Document excerpt:
= = = =

Honest epidemiologists know that epidemiology is only useful for studying high rates of rare disease – not low rates of common health endpoints like death.

And let’s not forget that EPA staff continues to essentially ignore all the PM epidemiology that expressly reports no association between PM and death  like the 2017 study by Young, Smith and Lopiano that considered every death, two million of them, that occurred in California between 2000-2012 and reported no association between PM and deaths.

Let’s consider at PM toxicology which should be able to shed light on whether there is any biological plausibility to the notion that PM kills.

There is no lab animal experiment that has produced deaths in animals – despite intense PM exposures.

There is no human clinical experiment that has produced health effects – let alone deaths – despite exposing elderly and sick people to intense PM.

None of this is surprising since there are no real-world examples where PM has killed anyone ever.

Yet EPA staff dishonestly assesses this body of literature as supporting its false assertion that PM causes death.

Please EPA, show us the body of someone who has been killed by PM. Just one, please. Aren’t you even curious yourselves? There are supposed to be 8 million deaths worldwide caused by PM2,5. And you can’t find a single body?

Studies show that smokers who quit by age 40 will have inhaled thousands of times more PM than nonsmokers – yet both groups have the same life expectancy.

PM levels in Chinese and Indian cities can be 100 or more times greater than US outdoor air – but there are no reports of actual deaths from inhaling Chinese or Indian air.

Historic incidents of deadly air pollution during the 20th century were caused by acidic gases concentrated in the air by weather phenomena.

They weren’t caused by PM2.5.

Coal miners and diesel workers have relatively large exposures to PM – but they have greater life expectancy than workers not occupationally exposed to PM.

And guess what, when PM levels are reduced, deaths don’t go down.

Yet, EPA staff ignores this real-world data, doubles down on the fraudulent and secret science and raves that PM2.5 is more dangerous than ever.

= = = =

Image-grounded pointing data
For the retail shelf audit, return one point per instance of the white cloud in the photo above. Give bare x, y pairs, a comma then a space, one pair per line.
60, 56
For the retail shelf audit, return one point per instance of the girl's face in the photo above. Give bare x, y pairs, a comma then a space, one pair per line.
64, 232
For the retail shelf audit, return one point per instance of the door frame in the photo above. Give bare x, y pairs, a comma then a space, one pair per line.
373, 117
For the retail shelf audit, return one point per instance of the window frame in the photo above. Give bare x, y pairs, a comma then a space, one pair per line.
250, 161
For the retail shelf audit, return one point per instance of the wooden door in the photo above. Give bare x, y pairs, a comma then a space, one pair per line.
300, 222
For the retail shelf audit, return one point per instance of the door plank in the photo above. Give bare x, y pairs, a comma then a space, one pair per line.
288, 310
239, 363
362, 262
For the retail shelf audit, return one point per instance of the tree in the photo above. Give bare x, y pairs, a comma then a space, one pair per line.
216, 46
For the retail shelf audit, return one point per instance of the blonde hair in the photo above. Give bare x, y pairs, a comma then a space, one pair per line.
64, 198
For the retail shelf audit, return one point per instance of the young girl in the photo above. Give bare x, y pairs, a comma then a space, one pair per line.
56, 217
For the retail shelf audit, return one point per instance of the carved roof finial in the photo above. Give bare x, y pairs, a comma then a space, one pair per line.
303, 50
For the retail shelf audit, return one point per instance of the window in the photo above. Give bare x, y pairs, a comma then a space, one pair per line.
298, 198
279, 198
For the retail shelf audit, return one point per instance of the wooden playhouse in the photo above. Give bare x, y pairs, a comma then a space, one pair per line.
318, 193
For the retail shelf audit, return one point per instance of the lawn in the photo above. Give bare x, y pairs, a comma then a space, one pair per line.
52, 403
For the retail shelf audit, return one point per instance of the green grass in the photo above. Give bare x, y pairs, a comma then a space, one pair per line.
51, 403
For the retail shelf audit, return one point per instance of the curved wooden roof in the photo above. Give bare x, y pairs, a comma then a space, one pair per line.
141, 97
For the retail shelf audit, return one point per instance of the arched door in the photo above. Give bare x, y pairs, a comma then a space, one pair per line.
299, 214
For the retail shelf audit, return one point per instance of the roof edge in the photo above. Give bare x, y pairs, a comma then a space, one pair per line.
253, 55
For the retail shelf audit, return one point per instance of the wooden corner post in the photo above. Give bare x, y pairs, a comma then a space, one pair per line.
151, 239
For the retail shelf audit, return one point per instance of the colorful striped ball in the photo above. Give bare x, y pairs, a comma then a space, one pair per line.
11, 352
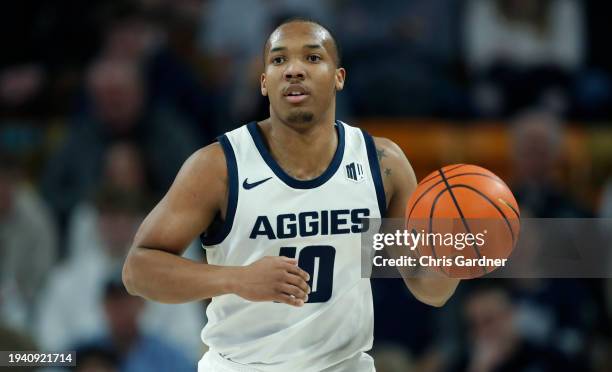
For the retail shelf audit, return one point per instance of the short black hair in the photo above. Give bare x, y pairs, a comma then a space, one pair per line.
335, 52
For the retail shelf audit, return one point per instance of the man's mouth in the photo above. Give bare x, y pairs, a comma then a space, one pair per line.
295, 93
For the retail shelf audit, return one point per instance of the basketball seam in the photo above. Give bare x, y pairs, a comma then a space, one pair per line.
492, 203
434, 176
465, 224
453, 176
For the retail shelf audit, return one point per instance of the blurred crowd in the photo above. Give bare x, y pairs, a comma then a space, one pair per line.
102, 101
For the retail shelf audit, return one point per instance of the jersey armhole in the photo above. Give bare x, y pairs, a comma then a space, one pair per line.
220, 234
375, 169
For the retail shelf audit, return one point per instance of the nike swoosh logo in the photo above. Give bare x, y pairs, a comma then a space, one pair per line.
248, 186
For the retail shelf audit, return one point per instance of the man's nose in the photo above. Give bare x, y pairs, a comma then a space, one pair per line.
295, 70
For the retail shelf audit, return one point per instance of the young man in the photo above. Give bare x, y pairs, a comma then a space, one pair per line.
282, 202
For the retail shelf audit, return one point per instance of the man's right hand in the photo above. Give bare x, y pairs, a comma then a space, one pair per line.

= = = =

Tasks for this exercise:
1) Copy from the particulate matter passage the part that opens with the words containing "PM levels in" and closes with "by weather phenomena.".
2) Answer these questions from the particulate matter passage:
(a) How many deaths did the 2017 study by Young, Smith and Lopiano consider?
(b) What does the passage say caused the historic incidents of deadly air pollution during the 20th century?
(c) Which two groups of workers does it name as having relatively large exposures to PM?
3) Decide whether each statement agrees with the particulate matter passage, and quote the words that settle it:
(a) Smokers who quit by age 40 have a shorter life expectancy than nonsmokers.
(b) PM levels in Chinese and Indian cities can be 100 or more times greater than US outdoor air.
(c) Lab animal experiments have produced deaths under intense PM exposures.
The listing has nothing to do with the particulate matter passage.

Numbered answers:
1)
PM levels in Chinese and Indian cities can be 100 or more times greater than US outdoor air – but there are no reports of actual deaths from inhaling Chinese or Indian air.

Historic incidents of deadly air pollution during the 20th century were caused by acidic gases concentrated in the air by weather phenomena.

2)
(a) Two million, every death that occurred in California between 2000 and 2012.
(b) Acidic gases concentrated in the air by weather phenomena.
(c) Coal miners and diesel workers.

3)
(a) No: "yet both groups have the same life expectancy."
(b) Yes: "PM levels in Chinese and Indian cities can be 100 or more times greater than US outdoor air"
(c) No: "There is no lab animal experiment that has produced deaths in animals – despite intense PM exposures."